__EXERCISE REQUIREMENTS__
Write out every line of all the records below, requests included, and scale each x and y coordinate in the answers by 2.6, rounding to whole numbers with halves rounded up.

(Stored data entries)
— Begin —
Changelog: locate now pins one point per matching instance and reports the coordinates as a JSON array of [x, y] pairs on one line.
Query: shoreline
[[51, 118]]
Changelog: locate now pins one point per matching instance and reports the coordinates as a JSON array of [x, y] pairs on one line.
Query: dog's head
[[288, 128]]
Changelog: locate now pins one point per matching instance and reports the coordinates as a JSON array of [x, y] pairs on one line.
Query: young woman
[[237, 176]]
— End —
__TASK SOLUTION__
Changelog: locate now pins one point per matching instance and reports the coordinates as a JSON array of [x, y] pairs on one line.
Query: shoreline
[[133, 307]]
Changelog: locate now pins one point per matching instance and reports the coordinates as a JSON array of [x, y] pairs on one line.
Query: dog's head
[[749, 333]]
Changelog: locate now pins one point per matching instance and reports the coordinates as a JSON array of [x, y] pairs on one line.
Query: young woman
[[616, 458]]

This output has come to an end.